- _PASSAGE SHOWN_:
* * * * * * * * *
# Making square pegs from a round dowel



## richardf (Nov 8, 2009)

I am making a project with 3/8 inch dowels. My question is, I want the ends to be square-shaped and is there a quick way to do this? I thought about using a disc sander or whittling them with a knife. I am sure I am missing something really obvious.

Happy Thanksgiving


----------



## Dennisgrosen (Nov 14, 2009)

may I surgest you take a square strip cut it a few inches longer than needed 
and then cut the half to 2/3th of the holelength round and the tip a little like
the start of scharpen a pencil (make it easyer to get in)
after you have knocked and gluet the dovel in place the use a flushsaw
to cut it with and its done

take care
Dennis


----------



## natrous (Oct 11, 2010)

I was thinking of doing this very sort of thing in an upcoming project. I haven't gotten around to it, so I haven't tried it out, but my plan was to:

- make a small block with a square cross-section
- drill a hole through the center
- put the dowel through and tack it in place with a brad
- square off the end of the dowel on the table saw like I was making a little tenon, which is what I want to do

If you are just doing it for looks though and don't need it to be 100% precise, whittling might be simpler. If anyone else has other ideas, I'd love to hear it them though.


----------



## wseand (Jan 27, 2010)
* * * * * * * * *
- _RAW DATA_:
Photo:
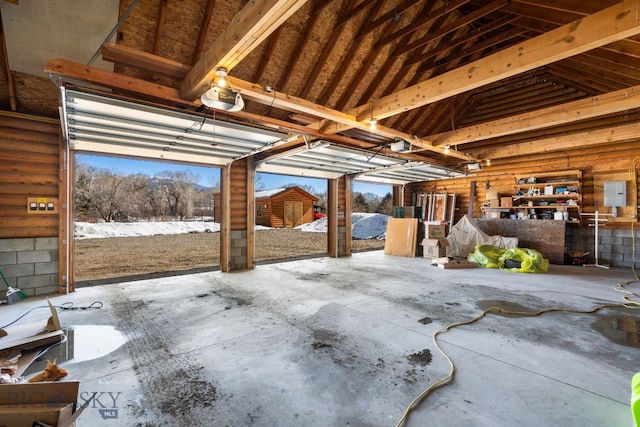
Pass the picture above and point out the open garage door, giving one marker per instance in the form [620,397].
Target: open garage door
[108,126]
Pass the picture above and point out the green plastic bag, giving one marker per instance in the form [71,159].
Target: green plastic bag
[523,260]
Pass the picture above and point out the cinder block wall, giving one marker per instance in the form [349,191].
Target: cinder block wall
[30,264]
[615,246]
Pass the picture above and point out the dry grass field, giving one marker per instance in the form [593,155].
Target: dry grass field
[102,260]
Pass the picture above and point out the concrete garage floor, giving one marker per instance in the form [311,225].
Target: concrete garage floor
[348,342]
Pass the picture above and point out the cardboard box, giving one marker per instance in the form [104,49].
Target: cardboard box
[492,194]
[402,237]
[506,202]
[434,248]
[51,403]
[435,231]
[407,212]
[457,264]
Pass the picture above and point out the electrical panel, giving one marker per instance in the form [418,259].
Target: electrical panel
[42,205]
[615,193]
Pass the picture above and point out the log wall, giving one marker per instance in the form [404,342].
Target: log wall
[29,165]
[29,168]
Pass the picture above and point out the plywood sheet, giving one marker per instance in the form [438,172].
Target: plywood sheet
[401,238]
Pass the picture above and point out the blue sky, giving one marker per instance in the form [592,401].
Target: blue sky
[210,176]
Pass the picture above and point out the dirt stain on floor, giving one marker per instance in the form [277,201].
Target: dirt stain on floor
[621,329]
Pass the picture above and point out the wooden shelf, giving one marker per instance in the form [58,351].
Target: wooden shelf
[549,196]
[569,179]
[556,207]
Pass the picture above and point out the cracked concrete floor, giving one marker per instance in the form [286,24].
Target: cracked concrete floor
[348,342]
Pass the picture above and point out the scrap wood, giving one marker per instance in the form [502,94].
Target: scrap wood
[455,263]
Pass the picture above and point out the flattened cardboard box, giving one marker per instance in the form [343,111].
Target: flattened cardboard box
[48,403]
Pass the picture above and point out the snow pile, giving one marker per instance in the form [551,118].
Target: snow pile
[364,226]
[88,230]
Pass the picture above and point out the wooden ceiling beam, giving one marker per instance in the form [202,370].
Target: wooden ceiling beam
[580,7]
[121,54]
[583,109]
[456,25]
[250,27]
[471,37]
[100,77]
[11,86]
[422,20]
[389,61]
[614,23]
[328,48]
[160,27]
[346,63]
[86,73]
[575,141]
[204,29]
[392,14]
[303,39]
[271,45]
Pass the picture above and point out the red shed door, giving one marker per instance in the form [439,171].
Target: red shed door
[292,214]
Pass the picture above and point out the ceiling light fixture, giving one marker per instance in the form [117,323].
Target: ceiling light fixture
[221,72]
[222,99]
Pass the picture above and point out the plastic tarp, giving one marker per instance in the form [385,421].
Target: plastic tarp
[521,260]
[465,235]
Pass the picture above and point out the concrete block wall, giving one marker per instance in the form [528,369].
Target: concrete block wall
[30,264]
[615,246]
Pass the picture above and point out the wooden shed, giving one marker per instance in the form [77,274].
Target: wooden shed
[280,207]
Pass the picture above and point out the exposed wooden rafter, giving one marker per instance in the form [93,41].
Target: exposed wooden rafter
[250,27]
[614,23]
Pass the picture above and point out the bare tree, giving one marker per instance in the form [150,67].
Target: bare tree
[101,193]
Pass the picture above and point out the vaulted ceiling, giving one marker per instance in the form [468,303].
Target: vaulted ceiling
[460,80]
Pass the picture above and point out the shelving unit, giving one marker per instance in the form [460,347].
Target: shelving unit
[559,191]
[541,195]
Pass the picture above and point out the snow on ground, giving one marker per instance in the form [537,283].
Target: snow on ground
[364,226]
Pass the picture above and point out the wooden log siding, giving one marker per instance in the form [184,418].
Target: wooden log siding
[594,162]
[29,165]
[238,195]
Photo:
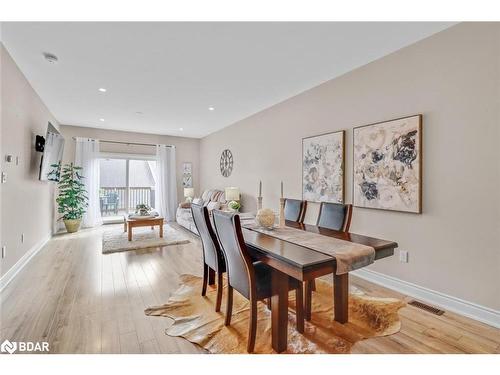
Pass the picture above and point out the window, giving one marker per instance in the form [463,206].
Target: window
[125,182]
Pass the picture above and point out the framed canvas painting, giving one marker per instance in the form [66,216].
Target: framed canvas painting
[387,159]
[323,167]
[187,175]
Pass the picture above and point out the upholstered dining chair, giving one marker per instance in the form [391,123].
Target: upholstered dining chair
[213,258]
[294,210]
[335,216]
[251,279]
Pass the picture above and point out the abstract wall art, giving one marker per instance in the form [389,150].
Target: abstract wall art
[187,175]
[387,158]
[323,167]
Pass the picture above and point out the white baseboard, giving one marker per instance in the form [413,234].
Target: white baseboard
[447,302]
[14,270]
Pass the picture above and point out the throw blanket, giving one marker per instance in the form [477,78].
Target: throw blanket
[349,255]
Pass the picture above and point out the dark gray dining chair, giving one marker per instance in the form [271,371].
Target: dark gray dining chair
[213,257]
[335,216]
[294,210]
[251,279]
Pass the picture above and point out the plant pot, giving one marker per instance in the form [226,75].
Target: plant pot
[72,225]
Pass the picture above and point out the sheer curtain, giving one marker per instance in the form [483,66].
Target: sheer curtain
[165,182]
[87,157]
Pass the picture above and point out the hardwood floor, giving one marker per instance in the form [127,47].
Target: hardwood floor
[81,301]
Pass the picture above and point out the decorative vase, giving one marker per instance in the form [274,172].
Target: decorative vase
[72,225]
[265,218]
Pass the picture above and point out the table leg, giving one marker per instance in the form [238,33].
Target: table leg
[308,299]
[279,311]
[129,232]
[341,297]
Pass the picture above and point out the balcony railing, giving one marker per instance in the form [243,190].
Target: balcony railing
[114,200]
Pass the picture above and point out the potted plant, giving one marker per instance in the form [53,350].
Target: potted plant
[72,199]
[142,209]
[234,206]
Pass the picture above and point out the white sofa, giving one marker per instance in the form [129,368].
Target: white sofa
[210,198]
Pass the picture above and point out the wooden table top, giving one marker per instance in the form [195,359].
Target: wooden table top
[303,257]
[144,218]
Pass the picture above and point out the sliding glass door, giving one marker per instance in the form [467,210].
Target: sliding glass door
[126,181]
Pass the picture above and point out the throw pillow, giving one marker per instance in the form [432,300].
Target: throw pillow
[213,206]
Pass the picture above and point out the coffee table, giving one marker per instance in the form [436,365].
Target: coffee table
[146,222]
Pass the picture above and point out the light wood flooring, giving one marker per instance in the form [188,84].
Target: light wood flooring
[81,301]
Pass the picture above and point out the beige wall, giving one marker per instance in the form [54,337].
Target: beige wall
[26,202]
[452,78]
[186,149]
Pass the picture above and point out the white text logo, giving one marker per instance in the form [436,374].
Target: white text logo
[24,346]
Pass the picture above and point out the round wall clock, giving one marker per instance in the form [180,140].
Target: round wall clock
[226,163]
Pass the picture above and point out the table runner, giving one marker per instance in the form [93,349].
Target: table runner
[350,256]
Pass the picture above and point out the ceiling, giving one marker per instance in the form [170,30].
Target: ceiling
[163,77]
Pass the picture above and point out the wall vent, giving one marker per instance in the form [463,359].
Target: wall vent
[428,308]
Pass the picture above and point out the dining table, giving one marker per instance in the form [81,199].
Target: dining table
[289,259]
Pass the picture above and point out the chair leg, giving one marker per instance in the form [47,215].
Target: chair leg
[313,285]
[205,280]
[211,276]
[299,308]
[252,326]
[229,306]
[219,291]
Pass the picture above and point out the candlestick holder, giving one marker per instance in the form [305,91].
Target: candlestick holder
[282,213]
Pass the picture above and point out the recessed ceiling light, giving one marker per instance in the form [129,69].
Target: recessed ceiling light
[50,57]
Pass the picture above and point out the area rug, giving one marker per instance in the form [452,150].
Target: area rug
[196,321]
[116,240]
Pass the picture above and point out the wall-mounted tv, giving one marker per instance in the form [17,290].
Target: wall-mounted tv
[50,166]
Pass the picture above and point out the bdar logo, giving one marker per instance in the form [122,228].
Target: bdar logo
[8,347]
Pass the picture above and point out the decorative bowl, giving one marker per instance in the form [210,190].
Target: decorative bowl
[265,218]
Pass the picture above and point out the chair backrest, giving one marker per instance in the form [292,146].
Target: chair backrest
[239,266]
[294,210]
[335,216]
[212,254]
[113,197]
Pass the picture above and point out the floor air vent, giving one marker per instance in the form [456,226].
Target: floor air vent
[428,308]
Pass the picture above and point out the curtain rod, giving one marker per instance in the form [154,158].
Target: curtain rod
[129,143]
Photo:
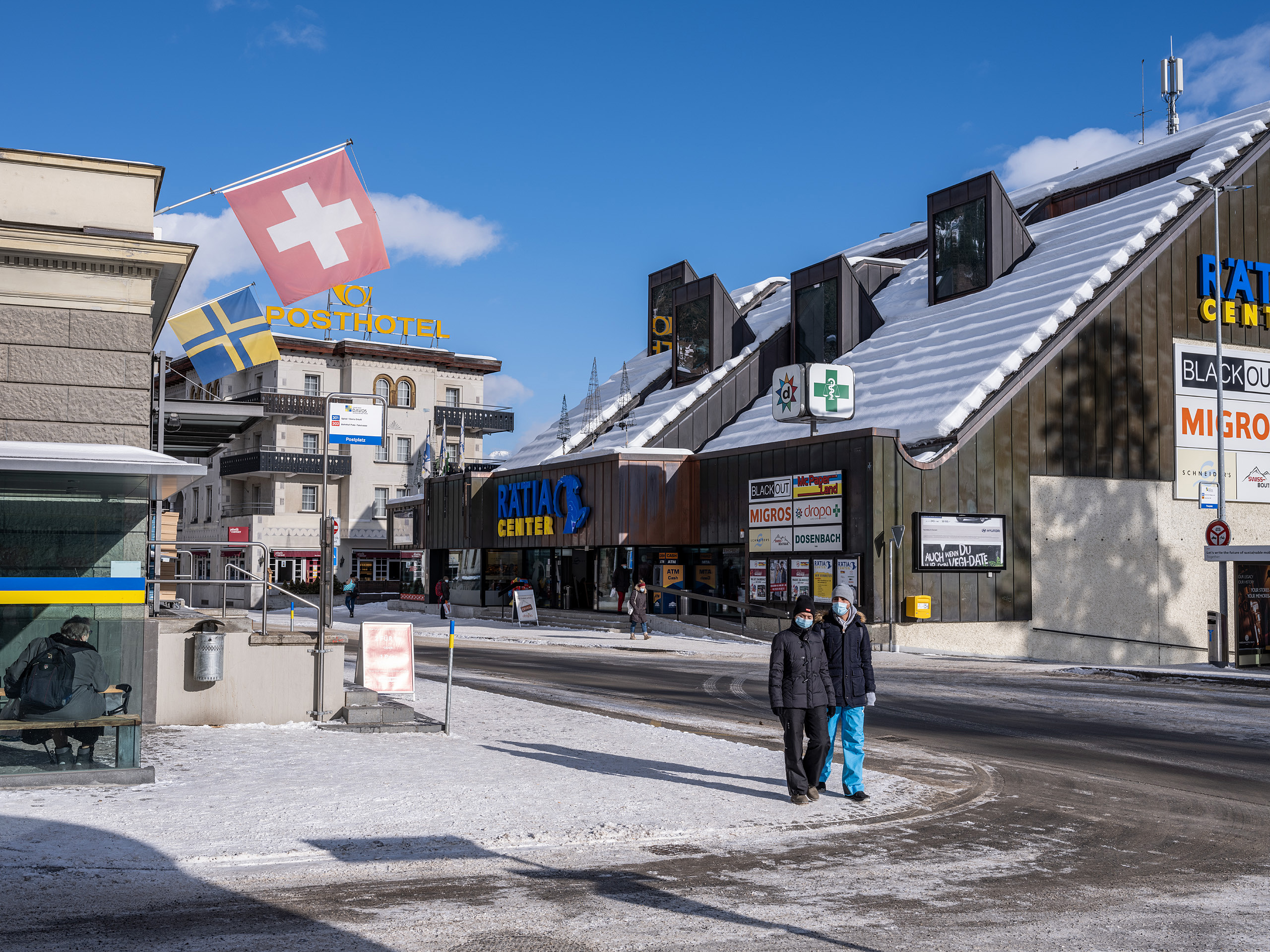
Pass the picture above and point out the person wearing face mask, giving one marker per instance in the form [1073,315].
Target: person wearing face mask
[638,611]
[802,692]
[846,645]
* * * * * * * * *
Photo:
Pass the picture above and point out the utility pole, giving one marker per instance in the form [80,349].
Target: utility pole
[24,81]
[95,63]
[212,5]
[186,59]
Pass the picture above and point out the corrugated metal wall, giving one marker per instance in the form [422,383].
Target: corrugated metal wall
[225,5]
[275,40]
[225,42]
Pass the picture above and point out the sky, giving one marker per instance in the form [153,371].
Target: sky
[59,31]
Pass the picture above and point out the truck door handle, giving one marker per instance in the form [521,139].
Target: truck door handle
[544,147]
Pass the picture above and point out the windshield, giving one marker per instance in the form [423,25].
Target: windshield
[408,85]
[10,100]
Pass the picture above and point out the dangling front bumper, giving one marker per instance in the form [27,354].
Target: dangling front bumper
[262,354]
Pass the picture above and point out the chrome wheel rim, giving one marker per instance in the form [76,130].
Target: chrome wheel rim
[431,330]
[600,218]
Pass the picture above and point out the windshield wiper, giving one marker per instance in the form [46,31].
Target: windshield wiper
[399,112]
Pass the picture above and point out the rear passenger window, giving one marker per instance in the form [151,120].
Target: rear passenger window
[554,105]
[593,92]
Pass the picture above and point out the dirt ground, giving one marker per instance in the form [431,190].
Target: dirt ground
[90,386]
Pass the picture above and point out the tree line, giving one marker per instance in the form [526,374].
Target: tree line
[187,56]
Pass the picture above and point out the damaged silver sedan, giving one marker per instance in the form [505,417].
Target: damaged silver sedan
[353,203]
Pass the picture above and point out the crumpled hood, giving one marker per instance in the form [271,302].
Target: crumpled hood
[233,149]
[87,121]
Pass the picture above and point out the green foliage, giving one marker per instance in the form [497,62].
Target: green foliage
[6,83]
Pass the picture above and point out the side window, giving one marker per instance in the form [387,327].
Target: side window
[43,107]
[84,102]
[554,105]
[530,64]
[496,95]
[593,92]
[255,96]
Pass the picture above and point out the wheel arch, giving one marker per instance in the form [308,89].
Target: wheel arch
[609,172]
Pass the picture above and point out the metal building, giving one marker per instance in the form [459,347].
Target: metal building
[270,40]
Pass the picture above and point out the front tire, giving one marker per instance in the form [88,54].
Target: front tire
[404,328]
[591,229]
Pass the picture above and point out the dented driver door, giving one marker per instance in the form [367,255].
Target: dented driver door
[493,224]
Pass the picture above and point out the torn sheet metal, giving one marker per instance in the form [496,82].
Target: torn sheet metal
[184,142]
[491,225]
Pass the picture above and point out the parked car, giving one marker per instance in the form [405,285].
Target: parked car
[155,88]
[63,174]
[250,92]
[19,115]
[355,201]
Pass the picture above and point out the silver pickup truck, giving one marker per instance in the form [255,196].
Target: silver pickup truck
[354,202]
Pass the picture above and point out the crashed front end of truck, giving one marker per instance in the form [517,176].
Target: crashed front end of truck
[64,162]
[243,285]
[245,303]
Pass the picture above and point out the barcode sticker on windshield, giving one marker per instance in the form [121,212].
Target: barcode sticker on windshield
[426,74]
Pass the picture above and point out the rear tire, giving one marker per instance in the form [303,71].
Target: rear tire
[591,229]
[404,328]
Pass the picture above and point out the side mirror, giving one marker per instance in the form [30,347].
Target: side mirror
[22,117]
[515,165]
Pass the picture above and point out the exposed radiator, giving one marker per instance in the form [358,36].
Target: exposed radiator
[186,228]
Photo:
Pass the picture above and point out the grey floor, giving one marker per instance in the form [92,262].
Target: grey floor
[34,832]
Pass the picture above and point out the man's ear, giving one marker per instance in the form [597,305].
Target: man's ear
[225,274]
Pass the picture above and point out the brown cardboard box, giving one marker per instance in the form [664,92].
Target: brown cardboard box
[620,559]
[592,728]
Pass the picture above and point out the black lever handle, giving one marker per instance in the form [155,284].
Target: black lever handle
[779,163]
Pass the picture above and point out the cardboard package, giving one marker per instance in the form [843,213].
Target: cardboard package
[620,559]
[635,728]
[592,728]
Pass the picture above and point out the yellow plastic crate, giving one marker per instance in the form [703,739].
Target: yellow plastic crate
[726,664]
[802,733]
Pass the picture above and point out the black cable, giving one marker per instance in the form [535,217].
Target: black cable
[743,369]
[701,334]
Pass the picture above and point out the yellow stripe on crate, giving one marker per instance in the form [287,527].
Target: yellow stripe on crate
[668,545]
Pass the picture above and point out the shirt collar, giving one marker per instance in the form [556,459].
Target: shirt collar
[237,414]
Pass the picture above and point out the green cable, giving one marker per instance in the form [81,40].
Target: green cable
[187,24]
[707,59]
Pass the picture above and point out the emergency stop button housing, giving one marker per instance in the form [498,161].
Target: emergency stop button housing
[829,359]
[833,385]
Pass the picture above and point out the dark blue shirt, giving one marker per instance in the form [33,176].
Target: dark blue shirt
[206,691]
* * * * * * * * *
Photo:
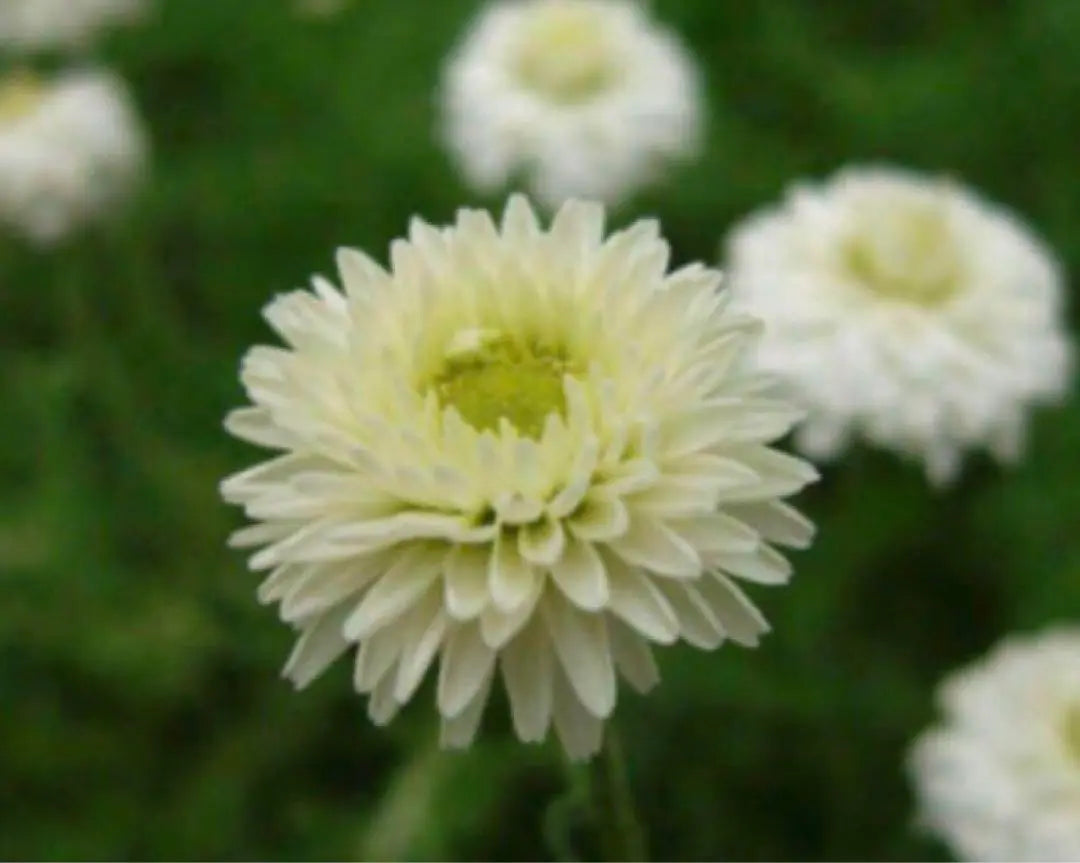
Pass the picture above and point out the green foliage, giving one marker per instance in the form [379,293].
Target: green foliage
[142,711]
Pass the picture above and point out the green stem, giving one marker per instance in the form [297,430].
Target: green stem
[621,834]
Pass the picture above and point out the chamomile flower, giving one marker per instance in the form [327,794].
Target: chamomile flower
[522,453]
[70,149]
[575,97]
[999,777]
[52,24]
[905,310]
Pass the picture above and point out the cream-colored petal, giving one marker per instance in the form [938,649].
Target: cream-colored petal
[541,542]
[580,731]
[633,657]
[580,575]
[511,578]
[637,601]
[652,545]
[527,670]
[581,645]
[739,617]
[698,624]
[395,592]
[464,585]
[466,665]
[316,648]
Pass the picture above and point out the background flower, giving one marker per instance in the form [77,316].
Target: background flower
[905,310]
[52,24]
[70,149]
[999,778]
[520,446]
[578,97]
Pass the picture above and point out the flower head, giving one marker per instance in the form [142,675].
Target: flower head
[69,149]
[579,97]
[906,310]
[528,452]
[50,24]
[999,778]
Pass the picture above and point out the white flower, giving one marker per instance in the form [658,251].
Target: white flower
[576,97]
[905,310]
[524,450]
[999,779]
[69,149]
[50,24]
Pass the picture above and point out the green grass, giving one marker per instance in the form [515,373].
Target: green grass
* * * * * * * * *
- _REQUESTS_:
1/ In the forum thread on square pegs, write out the part starting with "I was thinking" and going on through "it them though.", replacing "dowel" with "rod" each time it appears.
2/ Continue the forum thread on making square pegs from a round dowel, picking up right after its final line.

- _ANSWERS TO THE TASKS_:
1/
I was thinking of doing this very sort of thing in an upcoming project. I haven't gotten around to it, so I haven't tried it out, but my plan was to:

- make a small block with a square cross-section
- drill a hole through the center
- put the rod through and tack it in place with a brad
- square off the end of the rod on the table saw like I was making a little tenon, which is what I want to do

If you are just doing it for looks though and don't need it to be 100% precise, whittling might be simpler. If anyone else has other ideas, I'd love to hear it them though.

2/
Not real sure I usually start with a square piece and round it with a router except for the ends. If you have a band saw I would think you could make a jig of some sort.


----------



## HCC (Mar 1, 2010)

find something made of steel with a square hole just slightly smaller than the dowel, like a mounting plate or something like that then drive the dowel into it and that will give you your square ends minus some sanding


----------



## lilredweldingrod (Nov 23, 2009)

What about cutting square sticks and then using a 3/8 round over bit in the middle sections. Set up start/stop blocks and you will have a minimum of sanding.


----------



## wseand (Jan 27, 2010)

I believe you use a RO bit half the size of the stock. ie: 3/4" sq stock uses a 3/8" RO bit. Well that is what I do at least. So 3/8th stock would use a 3/16th RO bit.


----------



## DragonLady (Mar 2, 2010)

I think it would be easier to start with a square dowel, and round over the portions that need to be round, rather than the other way around…


----------



## jusfine (May 22, 2010)

I read this as a different question.

Maybe I am wrong but it sounded to me like he has holes to fill that are round, and wants the dowel showing to appear square, as in Greene and Greene style plugs.

Not sure of the best method, I know you can make a square plug fit into a round hole with a little persuasion, but this sounds like the reverse to me..


----------



## richardf (Nov 8, 2009)

Wow! You guys gave me some excellent advice. I am going to try some experimenting with your tips. Thanks guys


----------



## wseand (Jan 27, 2010)

Richard give us an idea what you are making and keep us informed on progress.


----------



## swirt (Apr 6, 2010)

Nice way to make it clear Bentlyj.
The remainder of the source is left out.